Provided data section start

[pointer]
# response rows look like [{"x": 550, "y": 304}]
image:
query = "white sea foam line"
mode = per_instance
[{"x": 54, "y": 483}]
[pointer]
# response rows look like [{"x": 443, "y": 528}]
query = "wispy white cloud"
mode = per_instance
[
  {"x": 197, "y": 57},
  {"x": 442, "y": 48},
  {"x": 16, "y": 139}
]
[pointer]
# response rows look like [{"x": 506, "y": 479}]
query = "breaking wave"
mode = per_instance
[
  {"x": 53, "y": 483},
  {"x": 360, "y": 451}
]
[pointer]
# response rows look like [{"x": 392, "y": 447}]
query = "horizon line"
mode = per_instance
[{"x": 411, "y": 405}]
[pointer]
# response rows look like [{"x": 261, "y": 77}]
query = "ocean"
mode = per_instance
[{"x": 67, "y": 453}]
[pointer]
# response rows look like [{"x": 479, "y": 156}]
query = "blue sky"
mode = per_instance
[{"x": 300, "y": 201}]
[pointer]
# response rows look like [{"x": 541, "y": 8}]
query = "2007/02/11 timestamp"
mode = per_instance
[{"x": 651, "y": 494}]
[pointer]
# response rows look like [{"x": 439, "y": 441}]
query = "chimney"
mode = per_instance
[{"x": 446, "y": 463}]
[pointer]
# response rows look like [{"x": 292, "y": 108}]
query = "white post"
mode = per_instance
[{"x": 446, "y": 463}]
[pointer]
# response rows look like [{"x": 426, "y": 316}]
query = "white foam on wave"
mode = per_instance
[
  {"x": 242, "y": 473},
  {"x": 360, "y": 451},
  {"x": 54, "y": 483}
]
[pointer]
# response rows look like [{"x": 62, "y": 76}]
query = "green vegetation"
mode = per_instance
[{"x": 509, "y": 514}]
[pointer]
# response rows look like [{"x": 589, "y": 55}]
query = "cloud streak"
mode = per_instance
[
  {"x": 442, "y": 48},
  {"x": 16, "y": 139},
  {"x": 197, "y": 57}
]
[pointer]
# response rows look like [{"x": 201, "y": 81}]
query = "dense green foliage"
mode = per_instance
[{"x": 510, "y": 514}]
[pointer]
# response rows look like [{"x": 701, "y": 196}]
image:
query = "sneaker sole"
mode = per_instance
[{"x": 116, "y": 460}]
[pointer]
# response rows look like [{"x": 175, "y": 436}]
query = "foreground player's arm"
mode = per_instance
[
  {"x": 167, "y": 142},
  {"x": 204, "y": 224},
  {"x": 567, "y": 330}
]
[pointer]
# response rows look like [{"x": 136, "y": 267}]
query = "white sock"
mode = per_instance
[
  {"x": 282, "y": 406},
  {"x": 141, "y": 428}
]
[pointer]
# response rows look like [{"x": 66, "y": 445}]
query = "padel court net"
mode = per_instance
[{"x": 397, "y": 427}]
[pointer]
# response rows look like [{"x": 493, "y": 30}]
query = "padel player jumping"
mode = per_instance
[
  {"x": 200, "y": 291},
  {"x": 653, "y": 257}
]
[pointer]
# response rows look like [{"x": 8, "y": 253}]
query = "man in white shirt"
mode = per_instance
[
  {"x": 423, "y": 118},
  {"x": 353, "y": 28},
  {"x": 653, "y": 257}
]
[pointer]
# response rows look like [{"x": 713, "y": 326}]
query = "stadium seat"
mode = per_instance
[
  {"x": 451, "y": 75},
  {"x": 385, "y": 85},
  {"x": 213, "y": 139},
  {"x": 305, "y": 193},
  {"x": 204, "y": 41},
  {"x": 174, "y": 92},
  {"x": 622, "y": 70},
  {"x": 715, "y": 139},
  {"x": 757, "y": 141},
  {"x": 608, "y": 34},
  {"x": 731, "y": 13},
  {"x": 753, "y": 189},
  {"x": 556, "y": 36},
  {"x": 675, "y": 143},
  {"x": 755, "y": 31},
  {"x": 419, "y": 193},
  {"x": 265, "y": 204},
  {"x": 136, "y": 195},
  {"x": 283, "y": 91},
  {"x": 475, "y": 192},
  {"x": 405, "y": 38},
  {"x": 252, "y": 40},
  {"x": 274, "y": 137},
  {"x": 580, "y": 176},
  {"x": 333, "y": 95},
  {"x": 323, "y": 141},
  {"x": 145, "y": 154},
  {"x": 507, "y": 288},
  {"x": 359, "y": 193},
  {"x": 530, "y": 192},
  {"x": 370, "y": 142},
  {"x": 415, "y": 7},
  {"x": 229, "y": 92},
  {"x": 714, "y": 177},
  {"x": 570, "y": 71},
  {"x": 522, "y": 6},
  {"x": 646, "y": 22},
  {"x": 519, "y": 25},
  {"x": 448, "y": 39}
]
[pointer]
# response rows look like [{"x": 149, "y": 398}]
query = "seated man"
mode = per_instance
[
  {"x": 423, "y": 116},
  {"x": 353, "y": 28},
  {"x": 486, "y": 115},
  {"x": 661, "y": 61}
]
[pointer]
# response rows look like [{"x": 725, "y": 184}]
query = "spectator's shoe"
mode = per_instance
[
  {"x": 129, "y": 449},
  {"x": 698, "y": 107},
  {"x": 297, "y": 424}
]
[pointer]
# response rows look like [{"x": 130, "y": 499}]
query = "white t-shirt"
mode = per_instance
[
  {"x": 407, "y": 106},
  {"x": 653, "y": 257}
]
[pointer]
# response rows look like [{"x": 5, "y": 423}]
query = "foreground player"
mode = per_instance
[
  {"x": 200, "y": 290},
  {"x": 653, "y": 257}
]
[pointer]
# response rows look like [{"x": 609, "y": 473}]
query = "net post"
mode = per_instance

Provided data section end

* [Work item]: Only lines holding the word "white" are wanted, so copy each of them from the records above.

* [Result of this task]:
query = "white sea foam line"
query = "wispy white cloud"
query = "white post"
query = "white foam on wave"
query = "white sock"
query = "man in white shirt"
query = "white t-shirt"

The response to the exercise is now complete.